Position identification records

-------------------------

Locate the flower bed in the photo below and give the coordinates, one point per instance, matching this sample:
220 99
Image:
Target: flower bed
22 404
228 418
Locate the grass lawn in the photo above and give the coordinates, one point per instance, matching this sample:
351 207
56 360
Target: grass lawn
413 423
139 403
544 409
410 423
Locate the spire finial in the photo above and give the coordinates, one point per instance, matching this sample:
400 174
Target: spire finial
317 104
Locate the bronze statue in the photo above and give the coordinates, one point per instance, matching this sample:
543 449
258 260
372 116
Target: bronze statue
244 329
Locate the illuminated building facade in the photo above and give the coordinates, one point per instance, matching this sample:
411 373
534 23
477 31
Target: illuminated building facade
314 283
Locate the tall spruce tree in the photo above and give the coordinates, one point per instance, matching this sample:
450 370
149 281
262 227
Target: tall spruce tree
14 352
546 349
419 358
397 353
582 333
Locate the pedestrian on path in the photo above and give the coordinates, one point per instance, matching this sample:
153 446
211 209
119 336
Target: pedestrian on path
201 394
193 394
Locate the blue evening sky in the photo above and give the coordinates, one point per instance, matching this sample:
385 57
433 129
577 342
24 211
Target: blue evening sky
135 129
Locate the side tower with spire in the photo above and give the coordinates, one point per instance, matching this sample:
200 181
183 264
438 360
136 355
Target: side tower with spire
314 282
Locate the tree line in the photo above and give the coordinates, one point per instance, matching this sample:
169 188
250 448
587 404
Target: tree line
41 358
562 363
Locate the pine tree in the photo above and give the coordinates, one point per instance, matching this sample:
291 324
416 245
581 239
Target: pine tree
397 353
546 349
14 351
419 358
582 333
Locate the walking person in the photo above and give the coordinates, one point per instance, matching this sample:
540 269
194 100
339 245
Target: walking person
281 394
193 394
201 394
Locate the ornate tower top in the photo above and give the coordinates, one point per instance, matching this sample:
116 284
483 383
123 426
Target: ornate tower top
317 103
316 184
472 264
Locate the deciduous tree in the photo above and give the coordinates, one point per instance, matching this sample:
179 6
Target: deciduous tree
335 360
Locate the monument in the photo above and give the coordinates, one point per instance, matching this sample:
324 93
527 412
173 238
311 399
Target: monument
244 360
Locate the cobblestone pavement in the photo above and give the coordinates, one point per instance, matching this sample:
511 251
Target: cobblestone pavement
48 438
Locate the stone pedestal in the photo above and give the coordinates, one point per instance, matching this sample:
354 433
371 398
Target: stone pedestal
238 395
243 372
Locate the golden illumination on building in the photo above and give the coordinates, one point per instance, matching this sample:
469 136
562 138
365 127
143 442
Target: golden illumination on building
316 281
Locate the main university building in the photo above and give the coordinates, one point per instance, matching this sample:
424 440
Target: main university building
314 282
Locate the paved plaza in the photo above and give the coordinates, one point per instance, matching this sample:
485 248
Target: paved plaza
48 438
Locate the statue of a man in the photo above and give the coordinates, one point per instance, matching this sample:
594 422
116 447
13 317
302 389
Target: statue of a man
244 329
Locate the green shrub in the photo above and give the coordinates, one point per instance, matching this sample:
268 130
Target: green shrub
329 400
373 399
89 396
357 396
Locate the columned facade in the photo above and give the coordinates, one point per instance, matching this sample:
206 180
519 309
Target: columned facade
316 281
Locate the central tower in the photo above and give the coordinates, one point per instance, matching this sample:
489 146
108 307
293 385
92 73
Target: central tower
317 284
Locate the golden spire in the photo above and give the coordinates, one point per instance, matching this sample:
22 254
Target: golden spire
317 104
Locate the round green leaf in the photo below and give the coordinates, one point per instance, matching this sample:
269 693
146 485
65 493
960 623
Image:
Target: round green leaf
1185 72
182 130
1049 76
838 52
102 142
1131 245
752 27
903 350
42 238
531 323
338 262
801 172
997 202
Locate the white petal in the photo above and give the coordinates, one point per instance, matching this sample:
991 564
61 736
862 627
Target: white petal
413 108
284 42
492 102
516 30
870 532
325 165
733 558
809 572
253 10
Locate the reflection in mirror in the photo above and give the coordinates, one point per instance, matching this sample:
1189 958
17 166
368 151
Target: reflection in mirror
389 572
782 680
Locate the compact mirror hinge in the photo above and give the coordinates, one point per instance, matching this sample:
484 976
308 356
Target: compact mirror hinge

-------------------------

PROBLEM REQUIREMENTS
Write out only the final block of lines, starting at the line with "Locate the golden spire" and running to the end of the material.

RESPONSE TO THE EXERCISE
Locate the golden spire in the photo above and give the coordinates, one point per instance, matching this sample:
22 254
Target: golden spire
317 104
Locate the round green leaf in the photo below and give the coordinates, one point per instance, matching this sample:
269 693
146 485
65 493
960 623
Image:
Target: round green leaf
1185 72
182 130
1049 76
838 52
102 142
1131 245
752 27
903 350
42 238
531 323
338 262
801 172
997 202
Locate the white petal in the photo above and give the coordinates, one point per instance, matching this sample:
991 564
61 736
862 627
Target: white petal
413 108
284 42
492 102
516 30
870 532
325 165
733 558
809 572
253 10
Locate the reflection in mirror in the photo above and give the coordinates, one point per instance, matching this sample:
1189 958
17 166
368 151
Target: reflection in mirror
389 572
782 680
Locate the compact mirror hinge in the photo above and give the coordinates, one point per instance, matching this sample:
484 976
308 356
Target: compact mirror hinge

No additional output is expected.